PROBLEM TO SOLVE => Reproduce all of the data below, substituting "Return the outline" for each occurrence of "Give the mask" and leaving everything else unchanged.

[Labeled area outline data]
------------------------------------------------

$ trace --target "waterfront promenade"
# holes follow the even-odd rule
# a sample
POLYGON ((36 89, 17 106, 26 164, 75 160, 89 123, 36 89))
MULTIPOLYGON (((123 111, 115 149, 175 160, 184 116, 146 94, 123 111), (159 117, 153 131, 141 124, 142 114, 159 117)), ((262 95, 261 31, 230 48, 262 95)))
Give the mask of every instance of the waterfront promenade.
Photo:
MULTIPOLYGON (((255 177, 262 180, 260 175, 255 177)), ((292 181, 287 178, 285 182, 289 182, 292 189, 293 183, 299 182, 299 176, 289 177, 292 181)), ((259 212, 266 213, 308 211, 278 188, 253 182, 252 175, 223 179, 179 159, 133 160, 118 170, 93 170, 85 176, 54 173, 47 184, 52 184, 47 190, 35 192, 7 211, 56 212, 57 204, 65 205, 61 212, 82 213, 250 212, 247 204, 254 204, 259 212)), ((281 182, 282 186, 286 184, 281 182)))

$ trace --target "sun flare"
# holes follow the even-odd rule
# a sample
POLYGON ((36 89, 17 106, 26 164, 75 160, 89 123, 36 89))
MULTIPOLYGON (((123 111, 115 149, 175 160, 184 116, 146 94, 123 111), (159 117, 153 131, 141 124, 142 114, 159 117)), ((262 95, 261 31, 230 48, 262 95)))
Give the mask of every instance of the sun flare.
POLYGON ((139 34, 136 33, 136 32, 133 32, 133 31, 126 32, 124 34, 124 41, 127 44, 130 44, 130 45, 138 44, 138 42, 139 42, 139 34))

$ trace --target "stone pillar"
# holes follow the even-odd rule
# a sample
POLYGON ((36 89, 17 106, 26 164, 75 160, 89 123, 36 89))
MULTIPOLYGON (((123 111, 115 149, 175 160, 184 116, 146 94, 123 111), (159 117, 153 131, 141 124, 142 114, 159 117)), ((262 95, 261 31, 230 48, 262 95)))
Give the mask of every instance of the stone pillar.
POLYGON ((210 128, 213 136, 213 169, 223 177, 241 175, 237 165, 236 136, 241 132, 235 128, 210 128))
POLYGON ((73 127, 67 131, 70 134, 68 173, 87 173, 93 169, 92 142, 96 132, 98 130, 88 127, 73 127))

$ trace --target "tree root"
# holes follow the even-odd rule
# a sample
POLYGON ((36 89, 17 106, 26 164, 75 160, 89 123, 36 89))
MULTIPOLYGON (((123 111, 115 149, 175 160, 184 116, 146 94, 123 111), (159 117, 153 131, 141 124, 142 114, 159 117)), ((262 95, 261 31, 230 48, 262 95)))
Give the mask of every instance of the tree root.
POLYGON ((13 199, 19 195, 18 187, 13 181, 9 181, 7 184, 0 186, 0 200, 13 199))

------------------------------------------------

TASK SOLUTION =>
$ trace --target "waterfront promenade"
# holes follow the even-odd rule
# a sample
POLYGON ((36 89, 17 106, 26 164, 75 160, 89 123, 36 89))
MULTIPOLYGON (((123 111, 115 149, 175 160, 184 116, 146 94, 123 111), (159 117, 153 131, 141 124, 142 114, 159 117)), ((262 95, 261 31, 230 48, 262 95)))
Return the outline of every instance of the waterfront promenade.
Photo:
MULTIPOLYGON (((255 177, 262 180, 260 175, 255 177)), ((292 181, 287 178, 285 182, 289 182, 292 189, 293 183, 299 182, 299 176, 289 177, 292 181)), ((259 212, 266 213, 308 211, 278 188, 253 182, 252 175, 223 179, 179 159, 133 160, 118 170, 93 170, 85 176, 54 173, 47 184, 52 184, 47 190, 35 192, 7 211, 56 212, 57 204, 65 205, 61 212, 82 213, 250 212, 247 204, 254 204, 259 212)), ((281 182, 282 186, 286 184, 281 182)))

$ trace --target "sun flare"
# holes follow the even-odd rule
# a sample
POLYGON ((36 89, 17 106, 26 164, 75 160, 89 123, 36 89))
MULTIPOLYGON (((123 111, 115 149, 175 160, 184 116, 146 94, 123 111), (159 117, 153 131, 141 124, 142 114, 159 117)), ((262 95, 261 31, 230 48, 262 95)))
Return the outline of every instance of the sun flare.
POLYGON ((139 34, 136 33, 136 32, 133 32, 133 31, 126 32, 124 34, 124 41, 127 44, 130 44, 130 45, 138 44, 138 42, 139 42, 139 34))

$ trace --target "stone pillar"
# holes follow the even-odd rule
# a sample
POLYGON ((36 89, 17 106, 26 164, 75 160, 89 123, 36 89))
MULTIPOLYGON (((123 111, 115 149, 175 160, 184 116, 146 94, 123 111), (159 117, 153 131, 141 124, 142 114, 159 117)), ((262 95, 261 31, 230 48, 262 95)))
Return the outline of every instance of the stone pillar.
POLYGON ((210 128, 213 136, 213 169, 223 177, 241 175, 237 165, 236 136, 241 132, 235 128, 210 128))
POLYGON ((73 127, 67 131, 70 134, 68 173, 87 173, 93 169, 92 142, 96 132, 98 130, 88 127, 73 127))

$ trace --target "tree root"
# holes follow the even-odd rule
# a sample
POLYGON ((36 89, 17 106, 26 164, 75 160, 89 123, 36 89))
MULTIPOLYGON (((123 111, 115 149, 175 160, 184 116, 146 94, 123 111), (159 117, 153 131, 141 124, 142 114, 159 117)), ((262 95, 261 31, 230 48, 262 95)))
Return the outline of every instance of the tree root.
POLYGON ((13 199, 19 195, 18 187, 13 181, 9 181, 7 184, 0 186, 0 200, 13 199))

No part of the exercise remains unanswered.